Extract provided —
- - -

As with sculpture, so with painting, Roman catacombs were the cradle of Christian art, though neither in these burial places nor in the earlier chapels and basilicas are there any but decorative forms. Except as to theme, there was little difference between Christian and pagan depictions, the former being modeled after the antique both as to coloring and design. In common with those selected for sculpture, the subjects were almost entirely scriptural, yet not without an admixture of heathen mythology, Old Testament scenes being especially plentiful in the catacombs of Rome and Naples. While the lives of Christ, of the apostles and martyrs, are freely represented, there is nothing to remind us of their sufferings, symbolic painting being most in favor, as in the sister art. Says one who has written well on this period: "Not a thought of bitterness or revenge expressed itself in sculpture or painting during three centuries; not a single instance has been recorded of the tortures or martyrdoms which have furnished such endless food for the pencil in later ages. Even the sufferings of Christ are merely alluded to by the cross borne lightly in his hand as a scepter of power rather than a rod of affliction; the agony, the crown of thorns, the nails, the spear seem all forgotten in the fullness of joy brought by his resurrection. This is the theme; Christ's resurrection and that of the church in his person, on which, in their peculiar language, the artists of the catacombs seem never weary of expatiating.”

- - -

Record excerpts —
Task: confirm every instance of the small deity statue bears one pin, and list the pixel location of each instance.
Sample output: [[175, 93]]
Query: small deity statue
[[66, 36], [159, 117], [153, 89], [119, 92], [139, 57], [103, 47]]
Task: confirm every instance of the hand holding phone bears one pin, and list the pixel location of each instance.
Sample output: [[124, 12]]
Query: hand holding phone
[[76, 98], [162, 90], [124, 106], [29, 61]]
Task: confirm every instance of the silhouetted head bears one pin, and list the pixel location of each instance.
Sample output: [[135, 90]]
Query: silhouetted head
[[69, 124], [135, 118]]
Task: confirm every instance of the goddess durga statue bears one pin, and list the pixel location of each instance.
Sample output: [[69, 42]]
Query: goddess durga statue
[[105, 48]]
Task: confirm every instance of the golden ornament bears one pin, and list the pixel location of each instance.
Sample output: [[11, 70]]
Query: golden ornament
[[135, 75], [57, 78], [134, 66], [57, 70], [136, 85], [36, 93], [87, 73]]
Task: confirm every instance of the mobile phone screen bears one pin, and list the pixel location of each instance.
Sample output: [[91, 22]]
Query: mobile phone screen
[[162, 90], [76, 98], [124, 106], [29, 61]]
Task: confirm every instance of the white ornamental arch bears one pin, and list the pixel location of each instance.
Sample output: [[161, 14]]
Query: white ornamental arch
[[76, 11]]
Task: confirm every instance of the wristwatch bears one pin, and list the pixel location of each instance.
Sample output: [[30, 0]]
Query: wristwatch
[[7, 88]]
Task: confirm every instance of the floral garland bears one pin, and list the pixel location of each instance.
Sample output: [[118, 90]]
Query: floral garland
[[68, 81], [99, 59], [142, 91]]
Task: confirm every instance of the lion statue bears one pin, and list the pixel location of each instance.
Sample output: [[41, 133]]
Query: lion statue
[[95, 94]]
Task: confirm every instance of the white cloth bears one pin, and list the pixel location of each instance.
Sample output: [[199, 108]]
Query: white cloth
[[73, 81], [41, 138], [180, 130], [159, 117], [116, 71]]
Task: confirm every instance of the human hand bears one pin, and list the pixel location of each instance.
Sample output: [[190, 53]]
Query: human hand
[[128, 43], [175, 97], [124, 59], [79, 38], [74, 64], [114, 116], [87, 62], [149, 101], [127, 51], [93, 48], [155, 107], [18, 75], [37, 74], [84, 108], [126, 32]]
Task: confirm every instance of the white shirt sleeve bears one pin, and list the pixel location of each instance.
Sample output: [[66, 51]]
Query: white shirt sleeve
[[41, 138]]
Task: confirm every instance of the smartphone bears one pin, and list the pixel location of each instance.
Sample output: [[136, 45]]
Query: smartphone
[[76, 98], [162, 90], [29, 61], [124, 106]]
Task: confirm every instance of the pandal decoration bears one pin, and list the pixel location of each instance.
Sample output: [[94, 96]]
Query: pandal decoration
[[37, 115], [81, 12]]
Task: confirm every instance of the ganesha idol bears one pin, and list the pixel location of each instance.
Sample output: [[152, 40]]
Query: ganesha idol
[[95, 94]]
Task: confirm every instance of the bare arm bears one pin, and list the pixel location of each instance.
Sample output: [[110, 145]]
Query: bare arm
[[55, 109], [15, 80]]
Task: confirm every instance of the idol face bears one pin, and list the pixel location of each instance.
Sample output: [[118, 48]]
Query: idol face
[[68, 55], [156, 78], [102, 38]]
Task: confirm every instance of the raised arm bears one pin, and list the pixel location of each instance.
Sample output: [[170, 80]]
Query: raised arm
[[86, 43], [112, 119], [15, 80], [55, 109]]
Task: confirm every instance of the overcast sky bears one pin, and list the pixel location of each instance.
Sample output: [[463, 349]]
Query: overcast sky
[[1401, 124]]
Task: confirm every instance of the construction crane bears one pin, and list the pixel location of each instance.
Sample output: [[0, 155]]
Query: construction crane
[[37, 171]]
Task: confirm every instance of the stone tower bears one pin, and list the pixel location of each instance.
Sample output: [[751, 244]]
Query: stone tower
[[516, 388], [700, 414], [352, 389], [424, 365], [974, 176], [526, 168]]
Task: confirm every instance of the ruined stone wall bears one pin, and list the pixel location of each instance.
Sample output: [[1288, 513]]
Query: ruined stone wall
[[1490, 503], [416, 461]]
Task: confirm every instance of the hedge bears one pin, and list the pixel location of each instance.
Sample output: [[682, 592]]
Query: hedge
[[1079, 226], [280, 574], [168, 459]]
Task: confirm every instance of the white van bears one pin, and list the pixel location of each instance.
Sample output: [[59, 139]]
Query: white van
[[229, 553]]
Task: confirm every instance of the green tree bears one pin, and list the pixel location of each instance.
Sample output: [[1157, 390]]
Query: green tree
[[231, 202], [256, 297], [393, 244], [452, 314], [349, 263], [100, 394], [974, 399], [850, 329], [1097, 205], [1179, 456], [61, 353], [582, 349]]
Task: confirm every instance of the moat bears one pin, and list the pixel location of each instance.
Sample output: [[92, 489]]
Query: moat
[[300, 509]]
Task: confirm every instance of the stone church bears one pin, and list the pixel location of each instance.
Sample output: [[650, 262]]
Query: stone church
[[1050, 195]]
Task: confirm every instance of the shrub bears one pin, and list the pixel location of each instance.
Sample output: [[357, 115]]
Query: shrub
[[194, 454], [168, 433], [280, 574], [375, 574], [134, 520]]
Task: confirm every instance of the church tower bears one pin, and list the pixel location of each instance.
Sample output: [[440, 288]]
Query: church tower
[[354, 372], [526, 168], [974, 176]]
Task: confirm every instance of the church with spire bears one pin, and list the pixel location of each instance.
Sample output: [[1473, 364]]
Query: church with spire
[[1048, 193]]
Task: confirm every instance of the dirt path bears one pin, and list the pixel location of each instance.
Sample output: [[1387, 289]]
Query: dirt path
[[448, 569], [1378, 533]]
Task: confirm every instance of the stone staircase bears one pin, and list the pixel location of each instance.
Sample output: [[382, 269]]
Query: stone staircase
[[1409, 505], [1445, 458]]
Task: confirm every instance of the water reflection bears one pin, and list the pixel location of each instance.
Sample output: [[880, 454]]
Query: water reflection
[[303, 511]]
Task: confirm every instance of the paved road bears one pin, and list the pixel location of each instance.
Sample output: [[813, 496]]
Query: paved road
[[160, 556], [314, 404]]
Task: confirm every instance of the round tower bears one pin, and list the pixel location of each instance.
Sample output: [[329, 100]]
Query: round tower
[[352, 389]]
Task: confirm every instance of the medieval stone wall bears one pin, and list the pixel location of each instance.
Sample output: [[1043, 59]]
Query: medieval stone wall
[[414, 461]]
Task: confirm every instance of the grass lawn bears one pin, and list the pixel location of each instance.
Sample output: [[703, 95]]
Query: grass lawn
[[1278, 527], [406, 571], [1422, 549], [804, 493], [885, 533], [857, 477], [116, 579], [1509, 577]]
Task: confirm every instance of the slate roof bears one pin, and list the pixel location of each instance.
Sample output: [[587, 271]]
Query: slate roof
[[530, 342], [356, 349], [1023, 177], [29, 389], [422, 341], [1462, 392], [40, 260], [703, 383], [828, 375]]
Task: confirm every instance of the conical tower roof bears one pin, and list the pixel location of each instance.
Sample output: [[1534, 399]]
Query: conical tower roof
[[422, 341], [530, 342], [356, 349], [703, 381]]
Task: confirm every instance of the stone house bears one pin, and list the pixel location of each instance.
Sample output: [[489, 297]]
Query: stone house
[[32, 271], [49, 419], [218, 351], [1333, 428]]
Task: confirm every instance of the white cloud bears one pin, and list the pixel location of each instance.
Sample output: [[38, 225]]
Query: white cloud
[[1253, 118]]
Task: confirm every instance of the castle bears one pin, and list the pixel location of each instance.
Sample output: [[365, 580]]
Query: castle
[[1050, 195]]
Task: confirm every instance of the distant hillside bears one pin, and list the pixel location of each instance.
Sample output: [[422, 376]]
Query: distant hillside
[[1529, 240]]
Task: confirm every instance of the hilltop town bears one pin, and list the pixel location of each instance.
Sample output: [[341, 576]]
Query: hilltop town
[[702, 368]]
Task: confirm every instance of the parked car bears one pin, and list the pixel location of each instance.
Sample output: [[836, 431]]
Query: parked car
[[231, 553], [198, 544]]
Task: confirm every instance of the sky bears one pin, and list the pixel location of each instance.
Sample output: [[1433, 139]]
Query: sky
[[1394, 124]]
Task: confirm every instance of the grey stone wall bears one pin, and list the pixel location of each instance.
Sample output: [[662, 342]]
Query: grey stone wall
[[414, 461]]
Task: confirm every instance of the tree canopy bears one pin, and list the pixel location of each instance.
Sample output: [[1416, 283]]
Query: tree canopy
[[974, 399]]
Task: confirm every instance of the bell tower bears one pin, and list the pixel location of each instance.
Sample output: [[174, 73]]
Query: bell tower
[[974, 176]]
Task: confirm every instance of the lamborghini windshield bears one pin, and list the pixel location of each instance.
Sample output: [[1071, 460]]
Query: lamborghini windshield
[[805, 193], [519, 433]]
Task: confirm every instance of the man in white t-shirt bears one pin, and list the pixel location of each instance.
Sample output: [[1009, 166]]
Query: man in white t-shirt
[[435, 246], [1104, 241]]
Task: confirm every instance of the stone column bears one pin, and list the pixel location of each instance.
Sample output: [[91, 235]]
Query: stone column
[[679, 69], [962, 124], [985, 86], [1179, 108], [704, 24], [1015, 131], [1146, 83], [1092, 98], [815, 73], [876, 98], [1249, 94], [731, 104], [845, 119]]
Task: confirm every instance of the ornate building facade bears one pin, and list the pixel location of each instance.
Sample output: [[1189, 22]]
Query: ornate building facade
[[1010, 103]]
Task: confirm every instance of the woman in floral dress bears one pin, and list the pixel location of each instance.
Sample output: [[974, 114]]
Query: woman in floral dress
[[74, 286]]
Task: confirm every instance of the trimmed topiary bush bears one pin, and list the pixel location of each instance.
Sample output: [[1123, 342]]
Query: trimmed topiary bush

- - -

The request —
Decide whether each of these statements agrees with the passage on early Christian painting in the catacombs, answering yes or no and quoting the words of the passage that settle it: (a) The subjects of the paintings included some heathen mythology. (b) Old Testament scenes were scarce in the catacombs of Rome and Naples. (c) Christian depictions differed from pagan ones mainly in coloring.

Result of this exercise —
(a) Yes: "yet not without an admixture of heathen mythology"
(b) No: "Old Testament scenes being especially plentiful in the catacombs of Rome and Naples"
(c) No: "Except as to theme, there was little difference between Christian and pagan depictions"